== EXERCISE REQUIREMENTS ==
(A) Answer these about the truck camper thread:
(i) What truck does BleednGreen68 own?
(ii) What reason does BleednGreen68 give for wanting a pop up camper?
(iii) What did depthfinder pull while using the camper?
(B) Quote the part of the truck camper thread starting at "# Slide in truck" and ending at "(May 3, 2009)".

== TEXT PASSAGE ==
* * *

# Slide in truck campers



## BleednGreen68 (Apr 19, 2010)

Well lookin into truck campers. Yea they dont have a lot of room but I would have a 4x4 camper for mountain trails. Do any of you have one of these? I want a pop up truck camper since they are lighter than hard walled campers. Any particular brands to look for or stay away from? I have a 99 F250 4x4 ext cab short bed. And I would be doin upgrades to the truck like airbags and sway bars. I would still be able to pull my enclosed trailer too.


----------



## drtj (May 3, 2009)

Rock out with your 4x4 A-Team van:band:


----------



## depthfinder (Mar 1, 2011)

http://capricamper.com/index.html
I used one of these for a couple years when following a rodeo circut.I pulled a 3 horse slant Sundowner with 3 horses,300+lbs of feed,and tack hundreds of miles.There verry nice and verry light.Almost everyone i know uses them.Hope this helps.Good Luck


----------



## depthfinder (Mar 1, 2011)

http://capricamper.com/rodeo.html
Here is the one i used.It was me and my team roping partner(my cousin).We are both over 6' and it was still pretty roomy.


----------



## BleednGreen68 (Apr 19, 2010)

drtj said:


> Rock out with your 4x4 A-Team van:band:


Hahaha that would be awesome! I was gonna fix it up but I stripped the interior and so much rust just wasnt worth messin with. I will just run it till the body rusts off and find some other body to stick on it. Maybe a 92 and up body. Or possibly a old stationwagon hehe:saevilw:. I barely drive the tank anymore. I still need to re register it too dang it!


----------



## BleednGreen68 (Apr 19, 2010)

* * *

== COLLECTED MATERIAL ==
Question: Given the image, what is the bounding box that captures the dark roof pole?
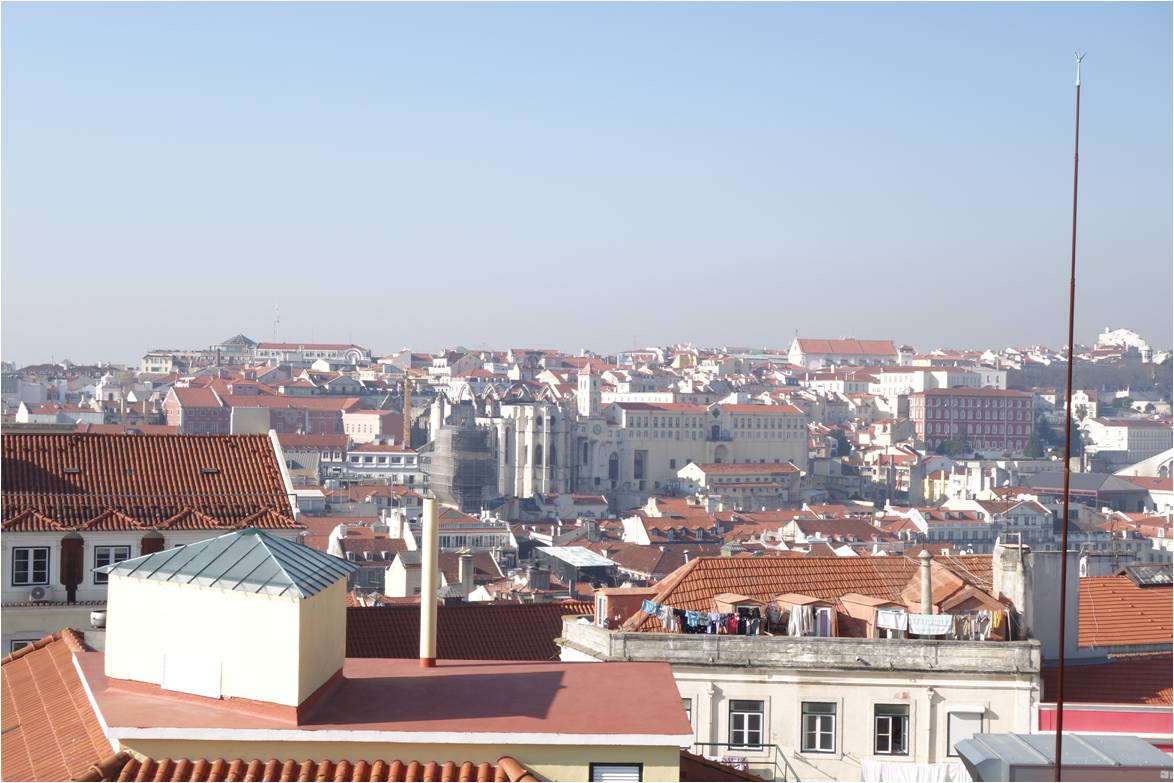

* * *

== SOLUTION SET ==
(A)
(i) A 99 F250 4x4 ext cab short bed.
(ii) Pop up campers are lighter than hard walled campers.
(iii) A 3 horse slant Sundowner with 3 horses, 300+ lbs of feed, and tack.

(B)
# Slide in truck campers



## BleednGreen68 (Apr 19, 2010)

Well lookin into truck campers. Yea they dont have a lot of room but I would have a 4x4 camper for mountain trails. Do any of you have one of these? I want a pop up truck camper since they are lighter than hard walled campers. Any particular brands to look for or stay away from? I have a 99 F250 4x4 ext cab short bed. And I would be doin upgrades to the truck like airbags and sway bars. I would still be able to pull my enclosed trailer too.


----------



## drtj (May 3, 2009)